CONSIGNE 1: Relevez toutes les conditions introduites par un tiret dans le texte sur la protection subsidiaire.
CONSIGNE 2:
Répondez à ces questions d'après le texte sur la protection subsidiaire :
(a) Où et à quelle date la Convention internationale relative au statut des réfugiés a-t-elle été signée ?
(b) À qui incombe la charge de la preuve ?
(c) Que doit avoir fait la personne pour pouvoir demander à bénéficier de la protection subsidiaire ?
CONSIGNE 3: Prolongez le texte sur la protection subsidiaire à partir de sa dernière phrase.

EXTRAIT SOURCE:

----------------------------------------

Protection subsidiaire
Qui?
Le statut de protection subsidiaire est accordé à l’étranger qui ne peut être considéré comme un réfugié et qui ne peut pas bénéficier de l’article 9ter, et à l’égard duquel il y a de sérieux motifs de croire que, s’il était renvoyé dans son pays d’origine ou, dans le cas d’un apatride, dans le pays dans lequel il avait sa résidence habituelle, il encourrait un risque réel de subir des atteintes graves, et qui ne peut pas ou, compte tenu de ce risque, n’est pas disposé à se prévaloir de la protection de ce pays et ce, pour autant qu’il ne soit pas concerné par les clauses d’exclusion.
Conditions ?
- Ne pas être considéré comme réfugié
Ces termes expriment le caractère subsidiaire de cette protection par rapport à la protection en qualité de réfugié. Toute demande d’asile sera toujours d’abord examinée sous l’angle de la Convention internationale relative au statut des réfugiés, signée à Genève le 28 juillet 1951. Ce n’est ne que lorsque celle-ci ne s’applique pas que la demande sera examinée sous l’angle de la protection subsidiaire.
- Ne pas bénéficier de l’article 9 ter
Le législateur a exclu de la protection subsidiaire les personnes gravement malades, qui peuvent obtenir une autorisation de séjour sur base de l’article 9ter (renvoi à la fiche «9ter »).
- Il y a des sérieux motifs de croire
La charge de la preuve incombe au demandeur d’asile. Le demandeur d’asile doit montrer qu’il a essayé d’obtenir tous les éléments de preuve qu’il pouvait obtenir au vu des circonstances.
- Que s’il était renvoyé dans son pays d’origine ou, dans le cas d’un apatride, dans le pays où il avait sa résidence habituelle
Il faut que la personne ait quitté son pays pour pouvoir demander à bénéficier de la protection subsidiaire.
Le risque d’atteinte grave s’apprécie vis-à-vis du pays d’origine ou, en ce qui concerne un apatride, vis-à-vis du pays de résidence habituelle.
La protection subsidiaire ne sera pas accordée lorsqu’il existe une «alternative de protection interne », c'est-à-dire que dans une partie du pays d’origine, le demandeur d’asile n’a aucune raison de craindre d’être persécuté, ni aucun risque réel de subir des atteintes graves et qu’il est raisonnable d’estimer que le demandeur peut rester dans cette partie du pays. Lors de l’analyse de la possibilité de protection à l’intérieur du pays, les autorités devront tout d’abord vérifier si la question est pertinente dans le cas d’espèce et, ensuite, si elle est raisonnable. Si la question n’est pas pertinente, il sera inutile d’examiner si la zone proposée serait une possibilité raisonnable.

----------------------------------------

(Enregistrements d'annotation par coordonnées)
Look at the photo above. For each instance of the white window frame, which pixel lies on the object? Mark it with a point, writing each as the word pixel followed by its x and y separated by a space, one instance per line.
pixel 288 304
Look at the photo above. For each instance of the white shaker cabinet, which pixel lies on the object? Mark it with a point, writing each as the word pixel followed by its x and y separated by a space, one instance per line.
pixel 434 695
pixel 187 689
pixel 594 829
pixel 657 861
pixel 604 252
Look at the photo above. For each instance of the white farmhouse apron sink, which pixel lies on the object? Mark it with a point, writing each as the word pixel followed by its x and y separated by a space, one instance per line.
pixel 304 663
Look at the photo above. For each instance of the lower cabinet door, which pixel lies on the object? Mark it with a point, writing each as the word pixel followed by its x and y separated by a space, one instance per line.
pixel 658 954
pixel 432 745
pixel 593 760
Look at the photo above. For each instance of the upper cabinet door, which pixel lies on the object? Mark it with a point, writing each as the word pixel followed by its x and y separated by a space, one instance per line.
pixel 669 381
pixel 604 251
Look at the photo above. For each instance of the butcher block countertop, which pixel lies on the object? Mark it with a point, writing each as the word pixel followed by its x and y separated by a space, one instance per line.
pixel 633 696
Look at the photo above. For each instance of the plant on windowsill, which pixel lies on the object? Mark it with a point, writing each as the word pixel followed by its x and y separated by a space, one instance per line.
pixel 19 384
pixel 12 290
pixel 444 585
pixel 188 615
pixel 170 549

----------------------------------------

RÉPONSE ATTENDUE 1:
- Ne pas être considéré comme réfugié
- Ne pas bénéficier de l’article 9 ter
- Il y a des sérieux motifs de croire
- Que s’il était renvoyé dans son pays d’origine ou, dans le cas d’un apatride, dans le pays où il avait sa résidence habituelle

RÉPONSE ATTENDUE 2:
(a) À Genève, le 28 juillet 1951.
(b) Au demandeur d’asile.
(c) Elle doit avoir quitté son pays.

RÉPONSE ATTENDUE 3:
La deuxième évaluation qui doit être faite est celle de savoir s’il pourrait raisonnablement et en toute sécurité se réinstaller, sans épreuve indue, dans une autre partie de ce pays.
- Il encourrait un risque réel
Le Commissaire général a précisé que ce risque devait être :
- actuel : le risque est évalué au moment de prendre la décision par rapport à un risque en cas de retour.
- réel : et non pas hypothétique
- personnel : cela signifie que les instances d’asile chercheront à savoir qui elles ont en face d’elles. Il ne suffira pas de dire que l’on vient de tel pays pour pouvoir bénéficier de la protection subsidiaire. Il faudra donner des informations sur sa situation particulière.
Par contre, cela ne signifie pas que, en cas de conflit armé interne ou international, la personne doive prouver qu’elle est visée personnellement par les combattants. Il apparaît que le caractère personnel du risque, renvoie plus au caractère individuel de l’examen qu’à une exigence de ce que la personne soit visée à titre personnel par la menace. Il faut en effet souligner que la Belgique n’exige pas que les menaces soient individualisées.
- de subir des atteintes graves
Les atteintes graves doivent être prises en compte, qu’elle émanent de l’État¸ de partis ou d’organisations qui le contrôlent, ou encore d’acteurs non étatiques lorsque l’État ou un autre acteur de protection ne peut ou ne veut accorder une protection effective.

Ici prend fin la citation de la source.